## DOCUMENT EXCERPT
16s covers attracted readers by featuring sensational and hyperbole-laden headlines such as "The Day He Almost DIED!", head shots of various male entertainers, and very whimsical artwork. Although the articles were printed on newsprint, 16 featured colorful, glossy pin-up poster art.

Until the 1970s, most of the pin-ups of the celebrities were kept clean-cut, but 16 began to increasingly sexualize the posters they featured, in keeping with the more permissive times. 16 magazine also often offered contests that would award the winner an opportunity to meet with their favorite performer.

Most of the articles and features tended to lean on the lighter side. Rather than asking the artist serious questions about musical influences and social issues, it would offer the readers interviews asking a celebrity about his favorite color or meal, or would have him describe his "ideal girl" or dream date. If he was married, in a long-term relationship, or not heterosexual in orientation, that information was kept out of the magazine, as was any news about the celebrity that even hinted at scandal.

Stavers also attempted to expand the perception of teen idols by featuring such unlikely candidates as Star Trek actor Leonard Nimoy and shock rock pioneer Alice Cooper.

In 1997, in honor of its 40th year of publication, former 16 magazine editors Randi Reisfeld and music critic Danny Fields published the commemorative book "Who's Your Fave Rave?", a retrospective of 16 and a biography of its long-time editor styled to resemble an issue of the magazine. There was also an accompanying CD of the same name, featuring many of the pop acts promoted in the magazine throughout the years.

Another monthly feature was the "Spot the Errors" contest in which two similar drawings of a popular music group or occasionally a cast from a popular TV show or movie are shown. The top drawing is flawless but the bottom drawing contains five errors (either a missing facial feature or body part or something that has been altered) and the object is for readers to find the errors for a chance to win $10.

(Collection entries)
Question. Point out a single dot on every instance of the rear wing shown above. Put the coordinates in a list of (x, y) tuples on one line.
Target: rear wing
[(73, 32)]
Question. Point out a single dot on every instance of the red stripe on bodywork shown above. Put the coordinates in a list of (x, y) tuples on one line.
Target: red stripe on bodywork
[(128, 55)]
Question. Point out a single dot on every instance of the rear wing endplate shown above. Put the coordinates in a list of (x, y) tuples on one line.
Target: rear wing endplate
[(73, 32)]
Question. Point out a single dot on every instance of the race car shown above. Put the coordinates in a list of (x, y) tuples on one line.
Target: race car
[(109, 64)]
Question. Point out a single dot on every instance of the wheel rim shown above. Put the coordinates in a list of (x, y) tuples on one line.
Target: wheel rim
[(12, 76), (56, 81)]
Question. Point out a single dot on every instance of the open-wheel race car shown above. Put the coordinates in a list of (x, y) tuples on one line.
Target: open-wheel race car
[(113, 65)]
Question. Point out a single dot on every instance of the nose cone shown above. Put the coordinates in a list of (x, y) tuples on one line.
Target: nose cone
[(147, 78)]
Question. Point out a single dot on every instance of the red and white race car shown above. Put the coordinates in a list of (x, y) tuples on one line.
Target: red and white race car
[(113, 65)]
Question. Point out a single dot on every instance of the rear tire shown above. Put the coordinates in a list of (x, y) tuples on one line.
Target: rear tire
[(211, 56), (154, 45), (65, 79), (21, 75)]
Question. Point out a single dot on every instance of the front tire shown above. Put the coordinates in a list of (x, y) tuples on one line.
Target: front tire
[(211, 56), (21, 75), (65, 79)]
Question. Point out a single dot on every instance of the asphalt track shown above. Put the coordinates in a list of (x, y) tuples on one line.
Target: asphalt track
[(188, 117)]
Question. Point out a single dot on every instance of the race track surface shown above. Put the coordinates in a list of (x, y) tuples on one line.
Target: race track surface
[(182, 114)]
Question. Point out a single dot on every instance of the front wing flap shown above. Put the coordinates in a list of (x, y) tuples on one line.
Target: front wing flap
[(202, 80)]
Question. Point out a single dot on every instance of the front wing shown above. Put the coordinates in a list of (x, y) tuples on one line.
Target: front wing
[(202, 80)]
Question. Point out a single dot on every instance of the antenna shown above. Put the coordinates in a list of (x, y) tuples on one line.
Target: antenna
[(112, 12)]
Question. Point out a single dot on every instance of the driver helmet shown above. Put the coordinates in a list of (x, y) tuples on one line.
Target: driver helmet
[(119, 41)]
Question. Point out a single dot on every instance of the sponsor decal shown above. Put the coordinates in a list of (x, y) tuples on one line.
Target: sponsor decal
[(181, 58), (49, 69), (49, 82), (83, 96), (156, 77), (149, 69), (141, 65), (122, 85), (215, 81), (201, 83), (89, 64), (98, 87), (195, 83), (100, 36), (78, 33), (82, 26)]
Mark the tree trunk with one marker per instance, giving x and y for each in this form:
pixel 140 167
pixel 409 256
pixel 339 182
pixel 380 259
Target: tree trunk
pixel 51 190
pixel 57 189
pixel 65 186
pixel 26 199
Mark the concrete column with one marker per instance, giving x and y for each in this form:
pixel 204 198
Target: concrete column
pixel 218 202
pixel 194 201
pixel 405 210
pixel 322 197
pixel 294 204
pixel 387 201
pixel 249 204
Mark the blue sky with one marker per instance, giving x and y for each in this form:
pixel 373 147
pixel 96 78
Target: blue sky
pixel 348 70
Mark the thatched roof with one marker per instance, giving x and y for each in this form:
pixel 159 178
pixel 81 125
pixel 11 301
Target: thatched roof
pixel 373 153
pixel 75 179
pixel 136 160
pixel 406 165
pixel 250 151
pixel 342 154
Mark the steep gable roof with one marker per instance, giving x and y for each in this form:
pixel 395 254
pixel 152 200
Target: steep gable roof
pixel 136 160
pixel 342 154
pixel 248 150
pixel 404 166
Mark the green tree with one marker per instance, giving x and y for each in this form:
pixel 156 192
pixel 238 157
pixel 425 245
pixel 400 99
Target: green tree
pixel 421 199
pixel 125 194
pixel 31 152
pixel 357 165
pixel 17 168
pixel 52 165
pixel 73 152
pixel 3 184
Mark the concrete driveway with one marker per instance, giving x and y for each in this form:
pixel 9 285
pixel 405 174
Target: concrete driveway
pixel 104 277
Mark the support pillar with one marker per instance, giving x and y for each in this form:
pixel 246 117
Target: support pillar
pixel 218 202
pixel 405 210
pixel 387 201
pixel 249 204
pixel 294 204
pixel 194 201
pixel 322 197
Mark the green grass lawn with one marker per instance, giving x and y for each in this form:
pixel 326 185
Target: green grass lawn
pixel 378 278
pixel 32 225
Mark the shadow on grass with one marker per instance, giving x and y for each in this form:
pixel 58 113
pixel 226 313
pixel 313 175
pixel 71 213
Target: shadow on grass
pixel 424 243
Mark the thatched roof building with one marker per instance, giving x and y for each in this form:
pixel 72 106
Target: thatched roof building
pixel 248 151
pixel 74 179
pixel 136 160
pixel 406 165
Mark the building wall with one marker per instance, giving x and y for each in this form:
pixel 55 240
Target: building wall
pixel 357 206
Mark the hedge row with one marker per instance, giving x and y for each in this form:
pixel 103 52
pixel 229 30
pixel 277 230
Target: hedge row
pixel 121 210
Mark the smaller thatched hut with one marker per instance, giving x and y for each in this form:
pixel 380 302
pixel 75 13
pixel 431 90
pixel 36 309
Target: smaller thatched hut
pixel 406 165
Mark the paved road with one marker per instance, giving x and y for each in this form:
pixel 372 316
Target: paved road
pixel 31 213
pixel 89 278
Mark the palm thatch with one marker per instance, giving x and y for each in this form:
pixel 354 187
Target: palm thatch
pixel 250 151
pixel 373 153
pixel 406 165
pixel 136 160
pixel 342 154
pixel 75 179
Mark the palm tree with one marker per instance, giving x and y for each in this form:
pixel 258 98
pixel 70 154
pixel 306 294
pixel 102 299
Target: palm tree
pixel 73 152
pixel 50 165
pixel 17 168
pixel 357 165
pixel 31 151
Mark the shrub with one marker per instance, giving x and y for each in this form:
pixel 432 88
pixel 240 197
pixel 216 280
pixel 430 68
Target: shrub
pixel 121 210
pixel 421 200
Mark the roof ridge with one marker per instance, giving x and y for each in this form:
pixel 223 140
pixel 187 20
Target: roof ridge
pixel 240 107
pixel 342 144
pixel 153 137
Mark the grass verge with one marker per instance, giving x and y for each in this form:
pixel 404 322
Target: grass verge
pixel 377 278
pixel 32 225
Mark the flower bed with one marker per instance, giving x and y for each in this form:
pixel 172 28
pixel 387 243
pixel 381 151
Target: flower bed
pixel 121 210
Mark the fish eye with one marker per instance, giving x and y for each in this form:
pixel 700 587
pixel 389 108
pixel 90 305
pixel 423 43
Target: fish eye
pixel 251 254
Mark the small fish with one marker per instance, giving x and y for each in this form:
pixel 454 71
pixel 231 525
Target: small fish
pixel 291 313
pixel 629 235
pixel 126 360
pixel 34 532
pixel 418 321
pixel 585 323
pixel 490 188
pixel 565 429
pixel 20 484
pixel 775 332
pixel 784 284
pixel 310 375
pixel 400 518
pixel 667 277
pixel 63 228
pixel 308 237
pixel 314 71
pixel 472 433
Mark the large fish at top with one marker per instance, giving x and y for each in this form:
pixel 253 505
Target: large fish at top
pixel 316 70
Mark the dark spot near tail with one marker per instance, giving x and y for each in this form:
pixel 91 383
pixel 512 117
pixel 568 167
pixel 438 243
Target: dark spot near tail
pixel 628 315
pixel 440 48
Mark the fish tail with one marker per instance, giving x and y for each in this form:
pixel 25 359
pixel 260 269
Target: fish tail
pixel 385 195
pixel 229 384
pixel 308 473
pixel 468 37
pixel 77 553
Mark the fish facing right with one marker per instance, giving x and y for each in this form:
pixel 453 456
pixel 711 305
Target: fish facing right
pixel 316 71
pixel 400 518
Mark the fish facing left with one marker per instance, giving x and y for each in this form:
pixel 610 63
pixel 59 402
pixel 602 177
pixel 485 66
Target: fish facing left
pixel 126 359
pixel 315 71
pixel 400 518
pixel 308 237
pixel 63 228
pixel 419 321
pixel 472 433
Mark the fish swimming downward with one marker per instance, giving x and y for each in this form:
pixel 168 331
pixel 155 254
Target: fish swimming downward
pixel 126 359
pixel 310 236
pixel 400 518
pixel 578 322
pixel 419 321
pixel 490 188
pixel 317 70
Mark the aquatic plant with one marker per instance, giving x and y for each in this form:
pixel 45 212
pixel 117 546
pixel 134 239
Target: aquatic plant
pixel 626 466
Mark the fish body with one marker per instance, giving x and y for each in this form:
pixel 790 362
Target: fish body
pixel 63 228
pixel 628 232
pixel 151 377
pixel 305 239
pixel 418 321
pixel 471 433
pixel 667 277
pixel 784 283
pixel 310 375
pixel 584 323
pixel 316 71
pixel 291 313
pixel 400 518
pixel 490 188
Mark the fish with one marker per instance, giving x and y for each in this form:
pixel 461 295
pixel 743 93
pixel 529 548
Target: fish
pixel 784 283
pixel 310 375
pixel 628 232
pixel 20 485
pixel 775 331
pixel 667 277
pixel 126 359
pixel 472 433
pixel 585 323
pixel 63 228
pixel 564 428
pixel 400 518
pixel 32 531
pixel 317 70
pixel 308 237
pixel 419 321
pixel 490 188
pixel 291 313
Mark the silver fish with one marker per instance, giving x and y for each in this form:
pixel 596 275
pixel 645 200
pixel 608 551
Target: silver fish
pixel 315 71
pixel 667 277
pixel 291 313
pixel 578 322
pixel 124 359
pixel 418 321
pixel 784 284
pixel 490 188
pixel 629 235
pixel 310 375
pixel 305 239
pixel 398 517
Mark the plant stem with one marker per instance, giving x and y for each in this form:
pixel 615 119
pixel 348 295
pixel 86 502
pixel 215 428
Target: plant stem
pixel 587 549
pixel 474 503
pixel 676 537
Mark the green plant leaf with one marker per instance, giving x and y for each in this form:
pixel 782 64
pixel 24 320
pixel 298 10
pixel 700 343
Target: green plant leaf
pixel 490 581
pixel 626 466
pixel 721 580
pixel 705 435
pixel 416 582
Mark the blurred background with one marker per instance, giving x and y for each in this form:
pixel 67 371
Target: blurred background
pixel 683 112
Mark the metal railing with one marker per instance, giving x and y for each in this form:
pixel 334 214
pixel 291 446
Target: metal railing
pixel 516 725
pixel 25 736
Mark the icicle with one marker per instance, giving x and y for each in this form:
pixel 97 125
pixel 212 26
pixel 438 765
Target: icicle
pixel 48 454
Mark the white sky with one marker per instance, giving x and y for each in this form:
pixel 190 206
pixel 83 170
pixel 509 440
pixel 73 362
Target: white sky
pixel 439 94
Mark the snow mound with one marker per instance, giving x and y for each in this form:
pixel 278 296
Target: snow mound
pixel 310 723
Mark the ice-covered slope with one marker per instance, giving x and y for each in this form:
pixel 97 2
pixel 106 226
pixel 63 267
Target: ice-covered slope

## ASSIGNED TASK
Continue the passage about 16 magazine, starting right after its last sentence.

## SOLVED PROBLEM
==No-advertising policy==

Despite the lack of serious journalistic content and fierce competition from Tiger Beat and other celebrity magazines, 16 remained the top-selling teen celebrity magazine for many years.

For at least 30 years of its publication, 16 magazine was entirely self-supporting. In 2001, 16 became part of the Teen Magazines group of Primedia (now Rent Group) and is considered a monthly "specials" issue focusing on a specific topic or act.

Despite this, no regular or special issue of 16 magazine was seen or published since, including online. By this time, newer teen magazines had taken over, such as J14, M Magazine, Popstar! Magazine, and the resurrected Tiger Beat.

==Celebrities featured and promoted in 16 magazine==

===1950s===
In the 1950s, some of the teen idols featured in the pages of 16 magazine included Elvis Presley, Paul Anka, Dion, and Mousketeer Annette Funicello.

===1960s===
During the 1960s, 16 magazine introduced its readers to a variety of rock and roll/pop music acts, referred to by the editor and readers as "Faves". Some of those acts include The Beatles, Herman's Hermits, Paul Revere and the Raiders, The Monkees, The Cowsills, Jim Morrison, and The Doors. The appearance of the "faves" was highly selective. Some acts such as The Rolling Stones and The Beach Boys received very little coverage in comparison to other bands, and many of the popular Motown acts were virtually ignored.

===1970s===
In the 1970s, 16 began focusing primarily on bubblegum and pop acts, such as the Osmond Brothers (with particular emphasis on Donny Osmond), David Cassidy, Bobby Sherman, The Bay City Rollers, Rick Springfield, Jack Wild, Kiss and others. Female celebrities rarely appeared on its covers, but from time to time, a female star such as Susan Dey, Peggy Lipton, Maureen McCormick, or Karen Carpenter might write the occasional beauty or dating advice column.

===1980s and beyond===
During the 1980s and well into the 1990s, 16 continued to serve up one "boy band" after another, from new wave artists like Duran Duran to N'Sync. However, Destiny's Child broke the racial and gender barrier when they appeared on the cover.